WHAT THE TASK ASKS – Update the rows below by replacing every "marker" with "pin" and leaving everything else unchanged.

RECORD EXTRACTS –

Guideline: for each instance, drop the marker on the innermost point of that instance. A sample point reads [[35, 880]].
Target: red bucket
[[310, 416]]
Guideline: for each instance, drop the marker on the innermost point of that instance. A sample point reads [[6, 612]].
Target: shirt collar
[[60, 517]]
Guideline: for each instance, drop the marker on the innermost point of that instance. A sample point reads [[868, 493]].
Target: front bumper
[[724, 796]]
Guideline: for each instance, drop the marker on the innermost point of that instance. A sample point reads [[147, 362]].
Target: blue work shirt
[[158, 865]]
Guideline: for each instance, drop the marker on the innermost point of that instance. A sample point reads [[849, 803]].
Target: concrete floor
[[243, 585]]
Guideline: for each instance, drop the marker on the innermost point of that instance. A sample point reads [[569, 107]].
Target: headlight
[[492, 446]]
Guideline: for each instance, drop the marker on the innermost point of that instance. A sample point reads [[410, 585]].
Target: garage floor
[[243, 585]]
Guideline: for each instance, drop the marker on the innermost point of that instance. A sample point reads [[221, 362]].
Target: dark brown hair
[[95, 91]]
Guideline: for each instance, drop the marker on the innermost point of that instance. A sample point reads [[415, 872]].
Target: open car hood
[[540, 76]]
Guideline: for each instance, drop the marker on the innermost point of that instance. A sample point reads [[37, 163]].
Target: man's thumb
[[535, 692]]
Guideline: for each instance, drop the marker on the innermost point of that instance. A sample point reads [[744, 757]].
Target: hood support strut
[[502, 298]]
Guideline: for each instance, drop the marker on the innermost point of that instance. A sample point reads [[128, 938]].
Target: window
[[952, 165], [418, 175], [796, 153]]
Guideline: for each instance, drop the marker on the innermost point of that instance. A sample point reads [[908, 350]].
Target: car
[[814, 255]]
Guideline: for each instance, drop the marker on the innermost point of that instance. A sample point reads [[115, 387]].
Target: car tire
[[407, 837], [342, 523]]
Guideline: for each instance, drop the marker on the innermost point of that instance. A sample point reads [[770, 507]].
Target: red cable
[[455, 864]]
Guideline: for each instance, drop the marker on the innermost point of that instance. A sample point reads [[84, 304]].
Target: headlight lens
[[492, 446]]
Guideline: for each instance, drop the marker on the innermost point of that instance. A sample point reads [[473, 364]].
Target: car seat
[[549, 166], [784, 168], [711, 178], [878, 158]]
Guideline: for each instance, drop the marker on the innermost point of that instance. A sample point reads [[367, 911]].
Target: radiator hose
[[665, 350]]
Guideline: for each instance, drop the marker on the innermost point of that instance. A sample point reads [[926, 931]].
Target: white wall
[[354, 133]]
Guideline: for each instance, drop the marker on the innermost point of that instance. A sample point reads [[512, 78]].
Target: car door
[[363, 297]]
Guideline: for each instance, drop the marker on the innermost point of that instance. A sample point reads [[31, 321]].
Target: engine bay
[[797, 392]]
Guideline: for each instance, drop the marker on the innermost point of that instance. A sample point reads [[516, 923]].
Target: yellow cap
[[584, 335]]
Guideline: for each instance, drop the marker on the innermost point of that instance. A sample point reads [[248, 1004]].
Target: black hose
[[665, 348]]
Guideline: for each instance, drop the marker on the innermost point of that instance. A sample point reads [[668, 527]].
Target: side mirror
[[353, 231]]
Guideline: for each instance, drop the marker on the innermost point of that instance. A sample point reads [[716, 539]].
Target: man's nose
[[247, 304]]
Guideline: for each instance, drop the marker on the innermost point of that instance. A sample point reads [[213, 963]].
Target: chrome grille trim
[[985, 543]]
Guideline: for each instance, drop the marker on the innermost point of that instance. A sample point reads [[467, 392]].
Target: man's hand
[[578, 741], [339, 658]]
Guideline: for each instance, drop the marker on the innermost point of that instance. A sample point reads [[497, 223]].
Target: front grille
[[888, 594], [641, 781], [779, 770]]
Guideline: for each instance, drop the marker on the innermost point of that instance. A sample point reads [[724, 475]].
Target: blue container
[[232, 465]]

RESPONSE BELOW –
Guideline: for each instance, drop the pin on the innermost point of that instance. A sample point reads [[35, 880]].
Target: red bucket
[[310, 416]]
Guideline: for each instance, drop the pin on the innermost point of that instance. A sample point reads [[6, 612]].
Target: shirt collar
[[60, 517]]
Guideline: for each instance, drop the pin on the innermost point of that instance. A sample point reads [[868, 493]].
Target: front bumper
[[724, 796]]
Guideline: for each instance, drop the pin on the innermost point of that instance. A sample point reads [[147, 362]].
Target: blue work shirt
[[158, 865]]
Guideline: for each instance, drop the pin on the innermost point of that instance. A sample point reads [[849, 803]].
Target: concrete floor
[[243, 585]]
Guideline: for each instance, drop the pin on the innermost point of that instance. A sample point reads [[569, 107]].
Target: headlight
[[492, 446]]
Guideline: for each instance, drop the pin on the innermost point of that instance. A sample point reads [[410, 585]].
Target: garage floor
[[243, 585]]
Guideline: for each instance, drop the pin on the innermost point of that instance. A sample point reads [[221, 362]].
Target: dark brown hair
[[95, 91]]
Guideline: for each instance, drop the pin on the innermost point of that instance. A sample point reads [[415, 872]].
Target: open car hood
[[540, 76]]
Guideline: for each instance, drop the pin on the innermost point of that instance. A sample point reads [[37, 163]].
Target: man's thumb
[[535, 692]]
Guideline: for each instance, drop the pin on the innermost point of that instance. A sample point reads [[744, 757]].
Target: hood support strut
[[502, 298]]
Guideline: for each instance, drop the pin on the innermost point of that instance. A sample point reads [[128, 938]].
Target: window
[[952, 165], [418, 175], [796, 153]]
Guideline: for each instance, drop the pin on the innermost point of that instance. A sample point reads [[908, 350]].
Target: car
[[814, 255]]
Guideline: for each instance, drop the pin on the innermost point of that instance. A sample point reads [[115, 387]].
Target: car tire
[[407, 837], [342, 523]]
Guideline: for each instance, drop the pin on the innermost point of that instance. A sample point reads [[770, 507]].
Target: red cable
[[455, 864]]
Guideline: for each instance, drop the pin on the innermost point of that instance. A sample point reads [[84, 304]].
Target: headlight lens
[[492, 446]]
Guideline: for each instance, drop the pin on the innermost point of that instance. A sample point reads [[473, 364]].
Target: car seat
[[549, 166], [784, 168], [711, 178], [878, 158]]
Guideline: for each instance, drop the pin on the innermost point of that instance. A sample point reads [[367, 911]].
Target: radiator hose
[[665, 350]]
Guideline: for each instance, drop the pin on the innermost point of that instance. A sample point reads [[926, 931]].
Target: white wall
[[354, 133]]
Guideline: for each instance, drop the pin on the innermost point of that instance. A sample point reads [[512, 78]].
Target: car door
[[363, 297]]
Guideline: for each instance, drop the pin on the innermost point of that instance. A sample point reads [[31, 321]].
Target: engine bay
[[797, 392]]
Guideline: for each instance, drop the pin on the innermost point of that instance. A sample point reads [[516, 923]].
Target: yellow cap
[[584, 335]]
Guideline: for each instance, drop the pin on the innermost point of that instance. A sample point reads [[248, 1004]].
Target: black hose
[[665, 348]]
Guideline: for each instance, drop the pin on the innermost point of that instance. A sample point reads [[668, 527]].
Target: side mirror
[[353, 231]]
Guideline: for each instance, drop the pin on the innermost point of that instance. A sample point reads [[716, 539]].
Target: man's nose
[[247, 304]]
Guideline: for each instance, drop the pin on the innermost point of that instance. A sample point reads [[213, 963]].
Target: chrome grille trim
[[985, 543]]
Guideline: for each instance, drop the pin on the innermost point of that instance. A sample point reads [[467, 392]].
Target: man's hand
[[578, 741], [339, 658]]
Guideline: for each instance, drop the pin on the innermost point of that instance. A sample point reads [[497, 223]].
Target: front grille
[[888, 594], [641, 781], [779, 770]]
Guideline: for each instance, drop the pin on the innermost point of that instance. A sample point reads [[724, 475]].
Target: blue container
[[232, 465]]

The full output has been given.